■ Material for this task:

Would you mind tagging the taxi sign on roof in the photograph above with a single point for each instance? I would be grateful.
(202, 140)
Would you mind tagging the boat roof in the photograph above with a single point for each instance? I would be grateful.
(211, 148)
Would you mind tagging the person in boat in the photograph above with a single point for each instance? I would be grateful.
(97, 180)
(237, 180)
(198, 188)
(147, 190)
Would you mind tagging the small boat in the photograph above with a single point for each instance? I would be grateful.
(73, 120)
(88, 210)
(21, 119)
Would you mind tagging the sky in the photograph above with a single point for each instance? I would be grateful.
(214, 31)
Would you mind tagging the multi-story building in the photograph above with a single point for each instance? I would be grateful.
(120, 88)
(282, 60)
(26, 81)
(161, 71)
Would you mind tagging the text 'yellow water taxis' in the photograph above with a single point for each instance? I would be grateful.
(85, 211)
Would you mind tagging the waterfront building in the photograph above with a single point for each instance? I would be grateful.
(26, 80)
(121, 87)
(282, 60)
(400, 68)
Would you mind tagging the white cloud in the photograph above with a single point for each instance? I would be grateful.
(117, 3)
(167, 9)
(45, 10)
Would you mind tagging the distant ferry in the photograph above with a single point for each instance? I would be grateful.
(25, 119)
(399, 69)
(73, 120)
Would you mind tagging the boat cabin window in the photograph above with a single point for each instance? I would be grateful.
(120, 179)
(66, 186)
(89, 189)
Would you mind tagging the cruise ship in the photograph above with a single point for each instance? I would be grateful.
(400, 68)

■ Problem to solve: Could I ask you to return the records exactly and in full?

■ Response to the task:
Would you mind tagging the taxi sign on roof in the photograph above with a single point for each instance? I would be grateful.
(202, 140)
Would you mind tagging the boat roof in the photograph above with a single point for each instance? I would be grateful.
(211, 148)
Would you mind tagging the person in boat in the photograph above with a single point for each instance? I would be grateful.
(97, 180)
(237, 180)
(198, 188)
(147, 190)
Would you mind tagging the small boat in the photograph above with a single point for each instance? I would be grateful.
(73, 120)
(88, 210)
(21, 119)
Would you mind tagging the sky in the photograph above with a single point for each instance? I would be grateful.
(214, 31)
Would you mind tagging the multi-story building in the photograph above with a single point for each instance? I would be grateful.
(120, 88)
(282, 60)
(26, 81)
(161, 71)
Would you mind tagging the text 'yellow water taxis' in the photograph above with a single point for each instance? I would be grateful.
(85, 211)
Would you mind tagging the waterfront building in the photograph above with a single point for each instance? I would be grateful.
(26, 80)
(121, 87)
(282, 60)
(400, 68)
Would you mind tagging the white cloud in the photograph above with a single point for each instance? I would be grateful.
(117, 3)
(167, 9)
(45, 10)
Would you mind tagging the distant ferry in the photograph above with a single point for each instance? I would be grateful.
(25, 119)
(399, 69)
(73, 120)
Would you mind tagging the boat cabin window in the photograph above with a single point for each instance? I would be grateful.
(120, 179)
(66, 186)
(89, 189)
Would you mind tagging the cruise ship in the photograph above with a single point for each instance? I would be grateful.
(400, 68)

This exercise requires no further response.